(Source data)
■ ■ ■

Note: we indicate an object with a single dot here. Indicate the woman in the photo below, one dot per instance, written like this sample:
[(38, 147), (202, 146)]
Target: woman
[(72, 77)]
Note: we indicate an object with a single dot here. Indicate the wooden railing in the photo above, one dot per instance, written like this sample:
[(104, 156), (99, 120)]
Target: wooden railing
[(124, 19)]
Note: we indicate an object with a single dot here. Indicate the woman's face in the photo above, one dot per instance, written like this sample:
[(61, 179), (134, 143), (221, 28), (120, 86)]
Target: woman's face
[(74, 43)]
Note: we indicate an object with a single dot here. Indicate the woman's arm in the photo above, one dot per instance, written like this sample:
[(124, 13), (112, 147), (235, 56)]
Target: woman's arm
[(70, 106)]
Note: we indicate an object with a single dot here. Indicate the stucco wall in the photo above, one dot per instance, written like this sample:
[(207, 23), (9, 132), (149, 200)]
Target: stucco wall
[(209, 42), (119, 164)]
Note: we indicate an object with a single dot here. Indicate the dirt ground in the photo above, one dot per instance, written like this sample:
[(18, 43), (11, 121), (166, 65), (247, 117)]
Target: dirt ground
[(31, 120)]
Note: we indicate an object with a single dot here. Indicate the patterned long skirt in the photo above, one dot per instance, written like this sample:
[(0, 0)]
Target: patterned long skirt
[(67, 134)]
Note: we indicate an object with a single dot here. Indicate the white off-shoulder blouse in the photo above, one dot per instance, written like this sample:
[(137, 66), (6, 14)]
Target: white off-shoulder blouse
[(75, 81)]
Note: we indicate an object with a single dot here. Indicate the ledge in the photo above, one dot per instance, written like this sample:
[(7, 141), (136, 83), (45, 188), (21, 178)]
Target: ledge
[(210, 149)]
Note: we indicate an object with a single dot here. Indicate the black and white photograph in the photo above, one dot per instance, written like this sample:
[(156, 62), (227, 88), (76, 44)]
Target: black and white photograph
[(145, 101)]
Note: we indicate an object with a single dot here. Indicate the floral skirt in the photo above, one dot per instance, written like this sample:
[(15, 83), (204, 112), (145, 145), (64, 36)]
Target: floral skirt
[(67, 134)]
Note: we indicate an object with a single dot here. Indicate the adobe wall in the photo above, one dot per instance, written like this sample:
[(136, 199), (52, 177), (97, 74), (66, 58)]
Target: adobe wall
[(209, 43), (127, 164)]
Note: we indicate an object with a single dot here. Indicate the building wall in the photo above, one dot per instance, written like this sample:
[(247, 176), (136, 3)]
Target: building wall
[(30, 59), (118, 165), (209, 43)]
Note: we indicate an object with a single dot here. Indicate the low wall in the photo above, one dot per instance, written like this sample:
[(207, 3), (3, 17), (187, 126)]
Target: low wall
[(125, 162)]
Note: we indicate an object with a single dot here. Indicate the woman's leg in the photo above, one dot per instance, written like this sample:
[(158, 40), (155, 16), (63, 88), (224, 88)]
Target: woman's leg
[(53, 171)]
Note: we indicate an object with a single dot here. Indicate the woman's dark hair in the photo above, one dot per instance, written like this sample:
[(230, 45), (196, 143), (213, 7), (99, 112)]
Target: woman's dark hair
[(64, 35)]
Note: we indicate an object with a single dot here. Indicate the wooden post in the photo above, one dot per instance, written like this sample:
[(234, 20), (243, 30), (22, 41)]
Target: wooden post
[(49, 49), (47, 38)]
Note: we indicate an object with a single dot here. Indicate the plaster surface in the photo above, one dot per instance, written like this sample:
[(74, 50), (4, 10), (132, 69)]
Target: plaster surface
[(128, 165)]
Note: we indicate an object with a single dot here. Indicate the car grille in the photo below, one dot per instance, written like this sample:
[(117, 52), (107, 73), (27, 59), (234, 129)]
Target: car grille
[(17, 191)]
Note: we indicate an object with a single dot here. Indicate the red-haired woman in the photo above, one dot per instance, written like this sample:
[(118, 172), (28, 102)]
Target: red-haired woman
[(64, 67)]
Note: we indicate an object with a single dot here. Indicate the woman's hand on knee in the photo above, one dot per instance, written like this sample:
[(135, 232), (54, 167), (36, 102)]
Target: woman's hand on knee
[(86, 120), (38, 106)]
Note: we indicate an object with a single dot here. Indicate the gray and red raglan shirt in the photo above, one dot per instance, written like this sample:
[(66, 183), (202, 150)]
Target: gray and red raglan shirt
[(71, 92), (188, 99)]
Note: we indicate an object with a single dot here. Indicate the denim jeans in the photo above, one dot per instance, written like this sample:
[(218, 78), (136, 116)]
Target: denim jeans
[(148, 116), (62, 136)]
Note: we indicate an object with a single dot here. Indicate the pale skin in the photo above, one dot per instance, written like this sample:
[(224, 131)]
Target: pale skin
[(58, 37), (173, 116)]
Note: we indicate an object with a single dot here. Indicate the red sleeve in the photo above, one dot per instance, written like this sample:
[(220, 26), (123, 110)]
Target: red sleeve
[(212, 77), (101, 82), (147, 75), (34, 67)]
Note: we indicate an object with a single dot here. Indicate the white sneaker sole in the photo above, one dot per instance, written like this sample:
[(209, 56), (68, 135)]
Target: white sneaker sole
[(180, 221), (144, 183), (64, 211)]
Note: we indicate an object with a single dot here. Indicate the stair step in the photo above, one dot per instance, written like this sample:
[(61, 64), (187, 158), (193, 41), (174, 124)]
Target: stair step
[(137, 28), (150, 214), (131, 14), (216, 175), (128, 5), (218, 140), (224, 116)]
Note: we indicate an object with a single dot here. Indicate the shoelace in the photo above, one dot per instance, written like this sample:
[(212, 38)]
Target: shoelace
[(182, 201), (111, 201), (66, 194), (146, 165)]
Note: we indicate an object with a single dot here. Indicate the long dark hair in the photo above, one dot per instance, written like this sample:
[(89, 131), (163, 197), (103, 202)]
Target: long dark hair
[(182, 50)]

■ ■ ■

- **DESCRIPTION OF THE TASK**: Each line of the data must be returned exactly.

- **RESPONSE TO THE TASK**:
Note: we indicate an object with a single dot here. Indicate the woman in the photo below, one dot per instance, written like this sample:
[(38, 147), (202, 146)]
Target: woman
[(72, 77)]
Note: we indicate an object with a single dot here. Indicate the wooden railing in the photo above, one dot per instance, written like this sample:
[(104, 156), (99, 120)]
Target: wooden railing
[(124, 19)]
Note: we indicate an object with a single dot here. Indicate the woman's face in the photo above, one dot per instance, written like this sample:
[(61, 179), (134, 143), (221, 28), (120, 86)]
Target: woman's face
[(74, 43)]
Note: we indicate an object with a single dot here. Indicate the woman's arm in the photo above, one dot per instance, written like this sample:
[(124, 13), (112, 147), (235, 56)]
Target: woman's arm
[(70, 106)]
Note: we indicate an object with a single dot here. Indicate the stucco wall in the photo above, one dot per instance, written like this sample:
[(207, 23), (9, 132), (149, 200)]
Target: stucco wall
[(209, 42), (119, 164)]
Note: we indicate an object with a single dot here. Indicate the dirt ground in the photo above, one dot per instance, written like this sample:
[(18, 43), (11, 121), (166, 65), (247, 117)]
Target: dirt ground
[(31, 120)]
Note: we indicate an object with a single dot here. Indicate the patterned long skirt in the photo above, one dot per instance, written like this sample:
[(0, 0)]
Target: patterned long skirt
[(67, 134)]
Note: we indicate an object with a single dot here. Indicate the white off-shoulder blouse in the photo above, one dot per instance, written like this sample:
[(137, 66), (6, 14)]
Target: white off-shoulder blouse
[(75, 81)]
Note: we indicate an object with a single dot here. Indicate the ledge in the photo above, one dot per instance, written like this sample:
[(7, 141), (136, 83), (45, 188), (21, 178)]
Target: ledge
[(210, 149)]
Note: we indicate an object with a single dot here. Indicate the black and white photograph in the photo above, one dot per instance, written like this sample:
[(156, 62), (227, 88), (76, 44)]
Target: black and white photograph
[(145, 101)]
Note: we indicate an object with a single dot here. Indicate the floral skirt in the photo above, one dot per instance, written like this sample:
[(15, 83), (204, 112), (145, 145), (64, 36)]
Target: floral skirt
[(67, 134)]
Note: we indicate an object with a single dot here. Indicate the adobe wall in the photo above, one dot per instance, written like this sample:
[(136, 199), (52, 177), (97, 74), (66, 58)]
Target: adobe wall
[(209, 43), (127, 164)]
Note: we indicate an object with a single dot here. Indicate the building wall in the photo above, one dot per instance, written like this sample:
[(247, 176), (136, 3)]
Target: building wall
[(30, 59), (118, 165), (209, 43)]
Note: we indicate an object with a single dot here. Indicate the low wall in the photo above, one dot per instance, written like this sample:
[(207, 3), (3, 17), (187, 126)]
Target: low wall
[(125, 162)]
Note: we indicate an object with a single dot here. Indicate the woman's leg in the photo above, one dot per instance, written like this sample:
[(158, 40), (155, 16), (63, 88), (224, 88)]
Target: woman's leg
[(53, 171)]
Note: we indicate an object with a single dot here. Indicate the woman's dark hair in the photo above, one dot per instance, written like this sample:
[(230, 45), (196, 143), (213, 7), (99, 112)]
Target: woman's dark hair
[(64, 35)]
Note: we indicate an object with a single dot here. Indicate the wooden post in the photo above, one dot per instance, written like this sample:
[(234, 20), (243, 30), (22, 41)]
Target: wooden post
[(49, 49), (47, 38)]
Note: we indicate an object with a single dot here. Indicate the plaster surface in the photo above, one dot per instance, written like this sample:
[(74, 50), (4, 10), (132, 69)]
Target: plaster surface
[(128, 165)]
Note: we indicate an object with a single dot here. Indicate the car grille in the photo below, one dot per instance, written like this sample:
[(117, 52), (107, 73), (27, 59), (234, 129)]
Target: car grille
[(17, 191)]
Note: we indicate an object with a single dot here. Indicate the red-haired woman in the photo above, one dot per instance, written like this sample:
[(118, 172), (28, 102)]
Target: red-haired woman
[(64, 67)]
Note: we indicate an object with a single dot here. Indicate the woman's hand on knee in the photo above, one dot per instance, written like this sample:
[(135, 232), (54, 167), (36, 102)]
Target: woman's hand on knee
[(86, 120), (38, 106)]
Note: we indicate an object with a single dot here. Indicate the gray and red raglan shirt in the photo above, one dot per instance, written like this sample:
[(66, 183), (202, 150)]
Target: gray and red raglan shirt
[(71, 92), (188, 99)]
Note: we indicate an object with a single dot here. Indicate the denim jeans in the photo above, one dot per instance, written like this sample:
[(218, 78), (136, 116)]
Target: denim jeans
[(148, 116), (62, 136)]
Note: we indicate an object with a single dot here. Indicate the pale skin in the photo above, one dot per instance, written like this sample:
[(224, 131)]
Target: pale skin
[(58, 37), (173, 116)]
Note: we indicate an object with a single dot here. Indicate the red sleeve in the photo above, one dot per instance, written like this sample:
[(220, 26), (123, 110)]
Target: red sleeve
[(212, 77), (101, 82), (147, 75), (34, 67)]
Note: we indicate an object with a single dot here. Indicate the white sneaker sole in the photo above, one dot per instance, written like this sample:
[(209, 56), (68, 135)]
Target: white sneaker sole
[(180, 221), (144, 183), (64, 211)]
Note: we indicate an object with a single dot here. Indicate the stair step in the photo above, one dot per instance, written like this sample:
[(61, 64), (187, 158), (193, 41), (174, 124)]
Target: stair step
[(137, 28), (150, 214), (131, 14), (216, 175), (128, 5), (218, 140), (224, 116)]
Note: we indicate an object with a single dot here. Indicate the shoelace in the photo above, one dot per instance, written like this sample:
[(212, 38)]
Target: shoelace
[(182, 201), (111, 201), (66, 194), (146, 165)]
Note: we indicate an object with a single dot here. Indicate the long dark hair in the photo above, one dot per instance, written like this sample:
[(89, 131), (163, 197), (103, 202)]
Target: long dark hair
[(182, 50)]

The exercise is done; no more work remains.